* _Dataset records_:
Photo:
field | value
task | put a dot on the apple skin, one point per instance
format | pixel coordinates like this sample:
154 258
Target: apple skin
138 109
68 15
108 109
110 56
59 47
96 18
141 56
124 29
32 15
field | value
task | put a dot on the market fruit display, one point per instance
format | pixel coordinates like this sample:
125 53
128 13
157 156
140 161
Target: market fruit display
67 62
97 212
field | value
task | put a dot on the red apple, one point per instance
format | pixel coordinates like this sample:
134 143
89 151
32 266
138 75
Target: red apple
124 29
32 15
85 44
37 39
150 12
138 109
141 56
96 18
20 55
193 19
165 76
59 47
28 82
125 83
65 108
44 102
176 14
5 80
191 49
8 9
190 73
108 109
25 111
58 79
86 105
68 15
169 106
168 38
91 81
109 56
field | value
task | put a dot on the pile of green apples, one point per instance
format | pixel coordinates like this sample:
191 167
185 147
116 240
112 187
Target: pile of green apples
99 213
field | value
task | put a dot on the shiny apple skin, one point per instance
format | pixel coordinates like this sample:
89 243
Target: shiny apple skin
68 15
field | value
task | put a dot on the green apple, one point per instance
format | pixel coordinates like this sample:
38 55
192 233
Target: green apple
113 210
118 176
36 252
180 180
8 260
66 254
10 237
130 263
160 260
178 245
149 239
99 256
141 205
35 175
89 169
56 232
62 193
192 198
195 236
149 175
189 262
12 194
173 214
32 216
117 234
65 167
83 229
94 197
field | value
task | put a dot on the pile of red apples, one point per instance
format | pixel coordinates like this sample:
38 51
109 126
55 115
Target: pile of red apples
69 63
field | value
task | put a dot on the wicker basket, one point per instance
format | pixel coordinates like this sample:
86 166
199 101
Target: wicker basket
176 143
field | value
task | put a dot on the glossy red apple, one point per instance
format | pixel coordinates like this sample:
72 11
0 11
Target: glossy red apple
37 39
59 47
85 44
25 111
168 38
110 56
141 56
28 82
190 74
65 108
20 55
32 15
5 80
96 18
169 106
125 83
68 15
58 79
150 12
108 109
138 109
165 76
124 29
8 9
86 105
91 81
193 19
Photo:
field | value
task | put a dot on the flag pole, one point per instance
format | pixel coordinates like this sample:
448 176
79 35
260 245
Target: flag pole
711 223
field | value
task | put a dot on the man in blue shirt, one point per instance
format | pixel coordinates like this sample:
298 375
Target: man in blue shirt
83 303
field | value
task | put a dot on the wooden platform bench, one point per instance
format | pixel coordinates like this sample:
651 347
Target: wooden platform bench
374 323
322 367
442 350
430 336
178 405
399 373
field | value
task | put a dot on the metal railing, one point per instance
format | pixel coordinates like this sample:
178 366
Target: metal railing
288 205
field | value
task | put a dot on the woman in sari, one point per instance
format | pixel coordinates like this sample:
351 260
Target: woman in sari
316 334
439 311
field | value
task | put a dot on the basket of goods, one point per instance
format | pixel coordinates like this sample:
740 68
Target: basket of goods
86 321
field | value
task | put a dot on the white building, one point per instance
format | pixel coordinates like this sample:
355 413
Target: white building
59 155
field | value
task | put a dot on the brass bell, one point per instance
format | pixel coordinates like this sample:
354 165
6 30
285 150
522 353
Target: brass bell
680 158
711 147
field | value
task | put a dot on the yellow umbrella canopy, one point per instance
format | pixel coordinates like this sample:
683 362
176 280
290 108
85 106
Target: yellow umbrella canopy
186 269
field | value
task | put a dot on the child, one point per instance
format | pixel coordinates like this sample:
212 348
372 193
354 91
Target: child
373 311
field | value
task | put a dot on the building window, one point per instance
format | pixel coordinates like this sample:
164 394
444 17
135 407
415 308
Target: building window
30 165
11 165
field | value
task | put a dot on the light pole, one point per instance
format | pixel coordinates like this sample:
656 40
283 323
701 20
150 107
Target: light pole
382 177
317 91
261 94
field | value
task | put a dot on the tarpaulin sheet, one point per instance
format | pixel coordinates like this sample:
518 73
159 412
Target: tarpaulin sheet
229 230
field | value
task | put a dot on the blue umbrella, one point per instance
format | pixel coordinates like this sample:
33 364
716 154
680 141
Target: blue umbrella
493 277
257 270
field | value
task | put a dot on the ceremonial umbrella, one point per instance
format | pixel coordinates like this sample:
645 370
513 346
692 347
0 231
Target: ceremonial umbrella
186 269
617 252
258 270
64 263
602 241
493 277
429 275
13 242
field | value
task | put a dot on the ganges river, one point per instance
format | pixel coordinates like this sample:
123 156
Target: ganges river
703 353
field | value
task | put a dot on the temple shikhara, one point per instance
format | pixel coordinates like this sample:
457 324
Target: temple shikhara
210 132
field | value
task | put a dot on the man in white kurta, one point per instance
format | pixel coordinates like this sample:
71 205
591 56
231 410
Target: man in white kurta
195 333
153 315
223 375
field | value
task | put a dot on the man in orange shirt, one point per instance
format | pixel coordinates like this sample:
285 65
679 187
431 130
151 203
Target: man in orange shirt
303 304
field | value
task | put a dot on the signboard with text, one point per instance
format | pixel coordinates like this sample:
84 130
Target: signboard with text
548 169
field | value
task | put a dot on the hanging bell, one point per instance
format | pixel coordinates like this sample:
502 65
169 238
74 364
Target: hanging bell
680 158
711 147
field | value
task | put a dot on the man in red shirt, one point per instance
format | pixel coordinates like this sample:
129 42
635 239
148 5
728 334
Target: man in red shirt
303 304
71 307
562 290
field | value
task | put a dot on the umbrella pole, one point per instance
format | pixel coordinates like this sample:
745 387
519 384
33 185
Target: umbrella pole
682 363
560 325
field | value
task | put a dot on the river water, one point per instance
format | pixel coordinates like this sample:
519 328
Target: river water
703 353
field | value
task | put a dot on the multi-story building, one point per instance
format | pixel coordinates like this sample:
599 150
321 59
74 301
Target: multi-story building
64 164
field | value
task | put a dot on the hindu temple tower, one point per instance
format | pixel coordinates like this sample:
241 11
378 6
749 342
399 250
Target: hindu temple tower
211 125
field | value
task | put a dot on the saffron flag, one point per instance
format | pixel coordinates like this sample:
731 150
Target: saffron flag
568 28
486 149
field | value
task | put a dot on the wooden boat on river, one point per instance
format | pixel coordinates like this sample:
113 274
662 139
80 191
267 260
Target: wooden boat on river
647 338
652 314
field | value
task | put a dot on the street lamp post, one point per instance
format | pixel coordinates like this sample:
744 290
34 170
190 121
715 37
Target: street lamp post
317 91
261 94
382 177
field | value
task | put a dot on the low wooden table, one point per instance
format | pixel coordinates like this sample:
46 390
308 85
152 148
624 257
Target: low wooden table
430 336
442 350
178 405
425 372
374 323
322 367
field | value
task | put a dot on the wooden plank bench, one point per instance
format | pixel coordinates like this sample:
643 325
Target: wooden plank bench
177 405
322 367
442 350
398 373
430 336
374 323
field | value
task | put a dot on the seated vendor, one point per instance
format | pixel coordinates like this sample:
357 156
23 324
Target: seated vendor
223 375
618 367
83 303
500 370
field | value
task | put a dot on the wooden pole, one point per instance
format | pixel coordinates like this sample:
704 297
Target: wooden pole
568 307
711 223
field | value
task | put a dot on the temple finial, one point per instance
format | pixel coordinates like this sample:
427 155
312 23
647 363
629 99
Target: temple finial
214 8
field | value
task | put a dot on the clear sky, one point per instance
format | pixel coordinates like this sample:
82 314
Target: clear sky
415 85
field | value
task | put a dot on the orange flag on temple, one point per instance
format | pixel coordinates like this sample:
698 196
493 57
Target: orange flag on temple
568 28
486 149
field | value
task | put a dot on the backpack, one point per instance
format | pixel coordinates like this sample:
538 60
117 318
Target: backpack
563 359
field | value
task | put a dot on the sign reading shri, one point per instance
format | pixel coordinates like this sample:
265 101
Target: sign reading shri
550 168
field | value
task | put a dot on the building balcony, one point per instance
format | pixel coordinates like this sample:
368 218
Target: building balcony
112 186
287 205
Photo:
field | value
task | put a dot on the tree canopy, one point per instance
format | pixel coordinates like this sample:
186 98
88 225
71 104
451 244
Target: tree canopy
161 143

* _Directions_: Looking back over the data above, restate word for word the lines that begin at the line with "Target: umbrella pole" and end at the line with "task | put a dot on the hindu", inclusive.

* _Result_:
Target: umbrella pole
682 363
560 325
field | value
task | put a dot on the river water, one point per instance
format | pixel coordinates like this sample:
519 328
Target: river water
703 353
field | value
task | put a dot on the multi-story building, one point per instance
format | pixel coordinates like this sample:
599 150
321 59
74 301
Target: multi-story building
64 164
field | value
task | put a dot on the hindu temple tower, one point per instance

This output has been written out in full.